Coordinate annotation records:
BEGIN

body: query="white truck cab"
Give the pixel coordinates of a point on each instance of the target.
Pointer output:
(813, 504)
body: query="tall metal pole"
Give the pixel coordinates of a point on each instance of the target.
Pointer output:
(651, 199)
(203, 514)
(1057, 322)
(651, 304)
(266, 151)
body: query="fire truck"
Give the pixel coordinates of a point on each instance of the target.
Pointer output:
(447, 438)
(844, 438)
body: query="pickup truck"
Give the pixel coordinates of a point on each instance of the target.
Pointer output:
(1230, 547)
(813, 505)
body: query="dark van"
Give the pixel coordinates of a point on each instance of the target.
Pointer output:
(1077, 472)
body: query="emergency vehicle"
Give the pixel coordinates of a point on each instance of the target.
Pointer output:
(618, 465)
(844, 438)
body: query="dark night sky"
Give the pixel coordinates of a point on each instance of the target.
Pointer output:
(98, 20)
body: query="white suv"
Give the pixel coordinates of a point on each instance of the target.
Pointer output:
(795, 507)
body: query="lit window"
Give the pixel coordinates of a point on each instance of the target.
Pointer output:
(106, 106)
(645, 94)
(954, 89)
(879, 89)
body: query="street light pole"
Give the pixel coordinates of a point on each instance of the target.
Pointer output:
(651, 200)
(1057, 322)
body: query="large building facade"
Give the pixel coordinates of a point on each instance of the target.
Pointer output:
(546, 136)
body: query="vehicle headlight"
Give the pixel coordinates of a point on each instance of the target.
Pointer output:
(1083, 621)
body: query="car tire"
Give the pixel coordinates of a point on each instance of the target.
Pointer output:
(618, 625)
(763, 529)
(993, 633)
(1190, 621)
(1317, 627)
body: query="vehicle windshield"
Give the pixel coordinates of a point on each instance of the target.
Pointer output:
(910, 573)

END
BEGIN

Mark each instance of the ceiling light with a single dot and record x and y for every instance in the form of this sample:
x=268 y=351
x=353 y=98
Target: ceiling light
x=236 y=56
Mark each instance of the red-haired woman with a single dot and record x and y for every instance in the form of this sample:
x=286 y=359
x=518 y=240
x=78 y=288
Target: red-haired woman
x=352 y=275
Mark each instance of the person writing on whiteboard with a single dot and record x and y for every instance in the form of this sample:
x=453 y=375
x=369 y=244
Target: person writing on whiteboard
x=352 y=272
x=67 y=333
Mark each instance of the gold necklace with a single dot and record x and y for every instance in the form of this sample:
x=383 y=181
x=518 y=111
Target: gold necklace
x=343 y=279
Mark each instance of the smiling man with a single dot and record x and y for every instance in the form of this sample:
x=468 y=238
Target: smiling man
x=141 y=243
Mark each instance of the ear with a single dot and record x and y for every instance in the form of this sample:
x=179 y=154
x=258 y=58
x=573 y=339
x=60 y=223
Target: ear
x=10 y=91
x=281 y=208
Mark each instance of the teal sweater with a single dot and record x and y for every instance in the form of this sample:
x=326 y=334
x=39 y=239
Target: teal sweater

END
BEGIN

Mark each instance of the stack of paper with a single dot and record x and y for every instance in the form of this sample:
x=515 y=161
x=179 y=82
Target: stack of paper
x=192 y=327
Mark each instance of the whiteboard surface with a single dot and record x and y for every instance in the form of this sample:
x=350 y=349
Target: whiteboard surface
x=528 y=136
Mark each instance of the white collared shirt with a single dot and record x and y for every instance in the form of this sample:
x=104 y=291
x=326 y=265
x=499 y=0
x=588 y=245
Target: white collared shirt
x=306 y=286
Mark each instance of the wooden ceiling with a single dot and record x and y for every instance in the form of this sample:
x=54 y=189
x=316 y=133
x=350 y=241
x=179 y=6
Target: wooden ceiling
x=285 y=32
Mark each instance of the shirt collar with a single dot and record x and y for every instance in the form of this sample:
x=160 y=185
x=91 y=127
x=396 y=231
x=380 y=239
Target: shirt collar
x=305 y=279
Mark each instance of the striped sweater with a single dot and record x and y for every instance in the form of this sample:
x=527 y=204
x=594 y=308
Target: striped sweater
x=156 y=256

END

Which lines above contain the word "necklace"? Identify each of them and copy it out in full.

Mark each instance of the gold necklace with a single dot and record x and y for every instance in the form of this sample:
Target: gold necklace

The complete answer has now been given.